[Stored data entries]
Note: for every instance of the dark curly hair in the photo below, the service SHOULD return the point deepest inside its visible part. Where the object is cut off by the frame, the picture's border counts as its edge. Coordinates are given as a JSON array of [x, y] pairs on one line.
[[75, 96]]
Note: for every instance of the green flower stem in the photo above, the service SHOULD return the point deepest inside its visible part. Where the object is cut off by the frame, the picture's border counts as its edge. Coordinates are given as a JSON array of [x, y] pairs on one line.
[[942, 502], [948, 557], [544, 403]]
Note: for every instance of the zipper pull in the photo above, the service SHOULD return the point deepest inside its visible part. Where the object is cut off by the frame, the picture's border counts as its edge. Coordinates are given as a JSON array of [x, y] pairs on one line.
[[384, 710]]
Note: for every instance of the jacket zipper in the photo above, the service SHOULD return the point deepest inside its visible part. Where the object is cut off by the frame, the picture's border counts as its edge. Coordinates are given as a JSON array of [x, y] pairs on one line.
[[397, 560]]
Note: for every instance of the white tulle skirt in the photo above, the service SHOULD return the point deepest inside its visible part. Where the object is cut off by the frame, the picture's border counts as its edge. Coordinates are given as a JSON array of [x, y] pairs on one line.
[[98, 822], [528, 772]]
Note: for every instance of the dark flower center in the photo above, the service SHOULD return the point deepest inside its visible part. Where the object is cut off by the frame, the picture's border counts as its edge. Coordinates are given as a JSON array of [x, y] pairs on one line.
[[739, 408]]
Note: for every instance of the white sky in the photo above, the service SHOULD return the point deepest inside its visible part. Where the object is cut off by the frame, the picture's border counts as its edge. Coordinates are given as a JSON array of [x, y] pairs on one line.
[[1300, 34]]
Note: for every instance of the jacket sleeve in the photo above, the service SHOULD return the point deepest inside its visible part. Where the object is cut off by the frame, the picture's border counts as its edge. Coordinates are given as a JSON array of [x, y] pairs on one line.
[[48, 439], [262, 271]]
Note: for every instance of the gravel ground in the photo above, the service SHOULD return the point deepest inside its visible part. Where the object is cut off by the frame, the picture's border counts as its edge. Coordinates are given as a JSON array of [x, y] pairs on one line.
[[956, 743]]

*Directions:* Repeat the data word for word. Leave nothing out.

*Output below:*
Note: for every instance of the dark curly hair in the photo below, the service SHOULD return the point deepest inside its visible part. Where the object is cut off by the frame, the picture's border counts as its edge. Coordinates are given as a JSON array of [x, y] pairs on one line.
[[75, 96]]
Note: for every instance of the green flower stem in the photo above, the service SHOULD return the point deepest inside its visible part. Where the object is cut off by the frame, the picture's border counts as its edge. Coordinates are given as a JSON array of [x, y] pairs on one line.
[[942, 502], [948, 557], [544, 403]]
Note: for every instance of the zipper pull in the photo above, the service SHOULD return the point deepest inside its visible part. Where the object is cut off by the frame, the picture's border counts as its edge. Coordinates are given as a JSON array of [x, y] pairs on one line.
[[384, 710]]
Note: for every instance of the jacket zipper in the photo above, the service SHOULD return the point deepest inside its visible part. Where the object is cut off by the frame, the picture's border counts as its edge. Coordinates are given as a JSON array of [x, y] pairs on one line.
[[397, 560]]
Note: for every instance of the white tulle skirt in the photo above, the service SHOULD return the point deepest inside its visible part. Where the object is cut off by the frame, the picture's border counts as its edge. Coordinates are given as a JSON array of [x, y] pairs on one line.
[[98, 822], [528, 772]]
Note: for every instance of the dark flower center in the photo above, the service SHOULD return the point deepest inside its visible part. Where the object is cut off by the frame, the picture's border counts as its edge. Coordinates are given as a JSON array of [x, y] pairs on one line.
[[739, 408]]
Note: for every instance of the white sky in the photo above, the service SHOULD return the point deepest inside its visible part. Where the object is cut off by the frame, the picture's border counts as its edge. Coordinates are given as a JSON array of [x, y] pairs on one line.
[[1300, 34]]
Note: for every instance of the jacket sleeve in the photo above, the service SHOULD return the point deepest inside its visible part. Where the object is cut off by the frame, the picture's border counts as its edge. Coordinates are given as a JSON array of [x, y] pairs on one line.
[[48, 439], [262, 271]]
Note: for every instance of the gravel ground in the photo above, the service SHOULD return the point deepest inside its visible part. Where the object is cut off by the frame, the picture's border counts as its edge. Coordinates are given as a JSON array of [x, y] pairs on one line.
[[956, 743]]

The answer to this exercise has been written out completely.